TASK DESCRIPTION |
Omitting the pictures, print every line below exactly as it stands.

Stored items
##############################
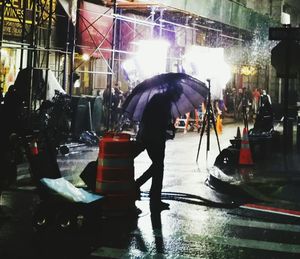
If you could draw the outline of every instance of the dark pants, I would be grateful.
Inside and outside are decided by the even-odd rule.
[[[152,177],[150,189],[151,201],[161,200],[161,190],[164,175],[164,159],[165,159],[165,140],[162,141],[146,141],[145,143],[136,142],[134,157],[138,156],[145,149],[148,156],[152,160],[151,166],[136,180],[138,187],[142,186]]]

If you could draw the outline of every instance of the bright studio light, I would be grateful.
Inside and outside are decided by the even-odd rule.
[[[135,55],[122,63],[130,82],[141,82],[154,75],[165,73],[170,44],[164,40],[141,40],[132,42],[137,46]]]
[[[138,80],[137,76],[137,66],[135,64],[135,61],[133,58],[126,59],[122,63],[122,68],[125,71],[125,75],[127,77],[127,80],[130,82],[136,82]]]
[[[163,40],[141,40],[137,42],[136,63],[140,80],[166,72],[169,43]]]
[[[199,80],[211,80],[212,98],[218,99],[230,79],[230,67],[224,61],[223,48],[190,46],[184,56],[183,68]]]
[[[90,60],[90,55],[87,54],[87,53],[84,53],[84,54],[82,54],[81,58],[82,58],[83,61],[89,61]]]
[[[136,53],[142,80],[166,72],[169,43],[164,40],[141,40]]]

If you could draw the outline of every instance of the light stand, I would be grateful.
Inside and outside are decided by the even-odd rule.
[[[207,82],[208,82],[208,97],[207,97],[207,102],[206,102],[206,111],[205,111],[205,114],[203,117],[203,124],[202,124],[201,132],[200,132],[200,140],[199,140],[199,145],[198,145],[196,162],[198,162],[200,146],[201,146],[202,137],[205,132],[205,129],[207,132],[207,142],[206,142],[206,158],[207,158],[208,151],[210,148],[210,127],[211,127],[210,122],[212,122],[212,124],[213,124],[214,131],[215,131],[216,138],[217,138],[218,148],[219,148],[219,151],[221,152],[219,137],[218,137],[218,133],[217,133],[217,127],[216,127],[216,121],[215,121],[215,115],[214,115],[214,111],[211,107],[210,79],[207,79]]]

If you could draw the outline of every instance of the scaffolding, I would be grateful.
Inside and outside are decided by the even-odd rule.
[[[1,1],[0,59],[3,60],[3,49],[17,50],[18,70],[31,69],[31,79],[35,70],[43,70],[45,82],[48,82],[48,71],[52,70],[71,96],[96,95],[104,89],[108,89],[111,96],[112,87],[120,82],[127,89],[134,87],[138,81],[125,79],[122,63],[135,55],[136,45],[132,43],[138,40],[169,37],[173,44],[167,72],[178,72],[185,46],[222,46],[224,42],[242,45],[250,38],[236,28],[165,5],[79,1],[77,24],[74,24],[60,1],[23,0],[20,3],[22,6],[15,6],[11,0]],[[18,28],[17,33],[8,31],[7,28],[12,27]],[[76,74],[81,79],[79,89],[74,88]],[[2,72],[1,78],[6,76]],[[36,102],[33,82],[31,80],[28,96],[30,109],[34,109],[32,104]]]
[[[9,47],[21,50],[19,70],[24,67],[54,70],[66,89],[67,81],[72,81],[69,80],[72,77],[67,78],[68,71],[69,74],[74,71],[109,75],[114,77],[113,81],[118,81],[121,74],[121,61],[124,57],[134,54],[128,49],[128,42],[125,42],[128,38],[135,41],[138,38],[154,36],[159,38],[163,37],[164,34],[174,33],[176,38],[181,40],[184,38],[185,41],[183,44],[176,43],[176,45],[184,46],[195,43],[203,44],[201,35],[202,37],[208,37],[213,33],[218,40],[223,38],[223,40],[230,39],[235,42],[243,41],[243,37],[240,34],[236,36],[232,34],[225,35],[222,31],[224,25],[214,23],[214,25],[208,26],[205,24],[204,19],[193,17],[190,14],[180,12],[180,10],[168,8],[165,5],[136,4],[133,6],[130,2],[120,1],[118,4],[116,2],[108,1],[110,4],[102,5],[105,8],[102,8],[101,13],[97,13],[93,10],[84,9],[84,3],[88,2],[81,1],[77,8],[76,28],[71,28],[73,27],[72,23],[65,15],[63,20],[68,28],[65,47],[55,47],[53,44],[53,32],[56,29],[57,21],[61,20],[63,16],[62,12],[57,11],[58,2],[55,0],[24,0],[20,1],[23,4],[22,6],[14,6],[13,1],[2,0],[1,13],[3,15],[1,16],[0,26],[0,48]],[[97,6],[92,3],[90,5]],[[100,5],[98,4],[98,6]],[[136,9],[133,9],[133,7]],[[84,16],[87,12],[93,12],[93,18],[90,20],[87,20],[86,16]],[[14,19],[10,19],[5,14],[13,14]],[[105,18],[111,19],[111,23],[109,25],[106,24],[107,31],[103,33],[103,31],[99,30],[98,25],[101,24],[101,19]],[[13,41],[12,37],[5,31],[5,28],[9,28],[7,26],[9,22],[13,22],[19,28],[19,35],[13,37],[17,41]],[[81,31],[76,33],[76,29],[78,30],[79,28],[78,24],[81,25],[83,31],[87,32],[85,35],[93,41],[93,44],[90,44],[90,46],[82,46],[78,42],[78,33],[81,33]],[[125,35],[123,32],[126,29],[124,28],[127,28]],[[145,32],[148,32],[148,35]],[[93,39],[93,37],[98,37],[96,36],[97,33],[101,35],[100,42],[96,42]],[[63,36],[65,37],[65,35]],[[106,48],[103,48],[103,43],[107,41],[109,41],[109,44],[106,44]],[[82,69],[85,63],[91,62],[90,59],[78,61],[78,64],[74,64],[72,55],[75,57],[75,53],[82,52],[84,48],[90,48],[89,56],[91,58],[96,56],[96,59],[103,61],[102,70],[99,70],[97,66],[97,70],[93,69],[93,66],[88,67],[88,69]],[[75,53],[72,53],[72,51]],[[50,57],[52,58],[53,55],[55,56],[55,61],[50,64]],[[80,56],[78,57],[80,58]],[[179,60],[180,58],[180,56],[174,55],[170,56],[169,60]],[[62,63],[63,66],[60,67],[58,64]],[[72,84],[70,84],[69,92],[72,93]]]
##############################
RESPONSE BELOW |
If you could draw the outline of every instance of the dark pants, I would be grateful.
Inside and outside are decided by the even-odd rule.
[[[152,177],[150,189],[151,201],[161,200],[161,190],[164,175],[164,159],[165,159],[165,140],[162,141],[146,141],[145,143],[136,142],[134,157],[138,156],[145,149],[148,156],[152,160],[151,166],[136,180],[138,187],[142,186]]]

If you could draw the outline of every instance of the bright studio light, I would be grateful.
Inside and outside are decided by the even-odd rule.
[[[135,55],[122,63],[130,82],[141,82],[154,75],[165,73],[170,44],[164,40],[141,40],[132,42],[137,46]]]
[[[138,80],[137,76],[137,66],[135,64],[135,61],[133,58],[126,59],[122,63],[122,68],[125,71],[125,75],[127,77],[127,80],[130,82],[136,82]]]
[[[163,40],[141,40],[137,42],[136,63],[140,80],[166,72],[169,43]]]
[[[199,80],[211,80],[212,98],[218,99],[230,79],[230,67],[224,61],[223,48],[190,46],[184,56],[183,68]]]
[[[90,60],[90,55],[87,54],[87,53],[84,53],[84,54],[82,54],[81,58],[82,58],[83,61],[89,61]]]
[[[136,53],[142,80],[166,72],[169,43],[164,40],[141,40]]]

If you could draw the outline of every instance of the light stand, I would be grateful.
Inside and outside are decided by the even-odd rule.
[[[207,82],[208,82],[208,97],[207,97],[207,102],[206,102],[206,111],[205,111],[205,114],[203,117],[203,124],[202,124],[201,132],[200,132],[200,140],[199,140],[199,145],[198,145],[196,162],[198,162],[200,146],[201,146],[202,137],[205,132],[205,129],[207,132],[207,142],[206,142],[206,158],[207,158],[208,151],[210,148],[210,127],[211,127],[210,122],[212,122],[212,124],[213,124],[214,131],[215,131],[216,138],[217,138],[218,148],[219,148],[219,151],[221,152],[219,137],[218,137],[218,133],[217,133],[217,127],[216,127],[216,121],[215,121],[215,115],[214,115],[214,111],[211,107],[210,79],[207,79]]]

If you could draw the outline of every instance of the scaffolding, I would be grateful.
Inside and outside are decided by the even-odd rule.
[[[1,1],[0,59],[3,60],[3,49],[17,50],[18,70],[31,69],[31,79],[35,70],[43,70],[45,82],[48,82],[48,71],[52,70],[71,96],[96,95],[104,89],[108,89],[111,96],[112,87],[120,82],[127,89],[134,87],[138,81],[125,79],[122,63],[135,55],[136,45],[132,43],[138,40],[169,37],[173,44],[167,72],[178,72],[185,46],[222,46],[224,42],[242,45],[250,38],[236,28],[165,5],[79,1],[77,24],[74,24],[60,1],[23,0],[20,3],[22,6],[15,6],[11,0]],[[18,28],[17,33],[8,31],[7,28],[12,27]],[[76,74],[81,79],[79,89],[74,88]],[[2,72],[1,78],[6,76]],[[36,102],[33,82],[31,80],[28,96],[30,109],[34,109],[32,104]]]
[[[9,47],[21,50],[19,70],[24,67],[54,70],[66,89],[67,81],[72,81],[69,80],[72,77],[67,78],[68,71],[69,74],[74,71],[109,75],[114,77],[113,81],[118,81],[121,74],[121,61],[124,57],[134,54],[128,49],[128,42],[125,42],[128,38],[135,41],[138,38],[154,36],[159,38],[163,37],[164,34],[174,33],[176,38],[181,40],[184,38],[185,41],[183,44],[176,43],[176,45],[184,46],[195,43],[203,44],[201,35],[202,37],[208,37],[213,33],[218,40],[223,38],[223,40],[230,39],[235,42],[243,41],[243,37],[240,34],[236,36],[232,34],[225,35],[222,31],[224,25],[214,23],[214,25],[208,26],[205,24],[204,19],[193,17],[190,14],[180,12],[180,10],[168,8],[165,5],[136,4],[133,6],[130,2],[120,1],[118,4],[116,2],[108,1],[110,4],[102,5],[105,8],[102,8],[101,13],[97,13],[93,10],[84,9],[84,3],[88,2],[81,1],[77,8],[76,28],[71,28],[73,27],[72,23],[65,15],[63,20],[68,28],[65,47],[55,47],[53,44],[53,32],[56,29],[57,21],[61,20],[63,16],[62,12],[57,11],[58,2],[55,0],[24,0],[20,1],[23,4],[22,6],[14,6],[13,1],[2,0],[1,13],[3,15],[1,16],[0,26],[0,48]],[[97,6],[92,3],[90,5]],[[100,5],[98,4],[98,6]],[[136,9],[133,9],[133,7]],[[84,16],[87,12],[93,12],[93,18],[90,20],[87,20],[86,16]],[[14,19],[10,19],[5,14],[13,14]],[[105,18],[111,19],[111,23],[109,25],[106,24],[107,31],[103,33],[103,31],[99,30],[98,25],[101,24],[101,19]],[[13,41],[12,37],[5,31],[5,28],[9,28],[7,26],[9,22],[13,22],[19,28],[19,35],[13,37],[17,41]],[[81,31],[76,33],[76,29],[78,30],[79,28],[78,24],[81,25],[83,31],[87,32],[85,35],[93,41],[93,44],[90,44],[90,46],[82,46],[78,42],[78,33],[81,33]],[[125,35],[123,32],[126,29],[124,28],[127,28]],[[145,32],[148,32],[148,35]],[[93,39],[93,37],[98,37],[96,36],[97,33],[101,35],[100,42],[96,42]],[[63,36],[65,37],[65,35]],[[106,48],[103,48],[103,43],[107,41],[109,41],[109,44],[106,44]],[[82,69],[85,63],[91,62],[90,59],[78,61],[78,64],[74,64],[72,55],[75,57],[75,53],[82,52],[84,48],[90,48],[89,56],[91,58],[96,56],[96,59],[103,61],[102,70],[99,70],[97,66],[97,70],[93,69],[93,66],[88,67],[88,69]],[[75,53],[72,53],[72,51]],[[50,57],[52,58],[53,55],[55,56],[55,61],[50,64]],[[80,56],[78,57],[80,58]],[[179,60],[180,58],[180,56],[174,55],[170,56],[169,60]],[[62,63],[63,66],[60,67],[58,64]],[[72,84],[70,84],[69,92],[72,93]]]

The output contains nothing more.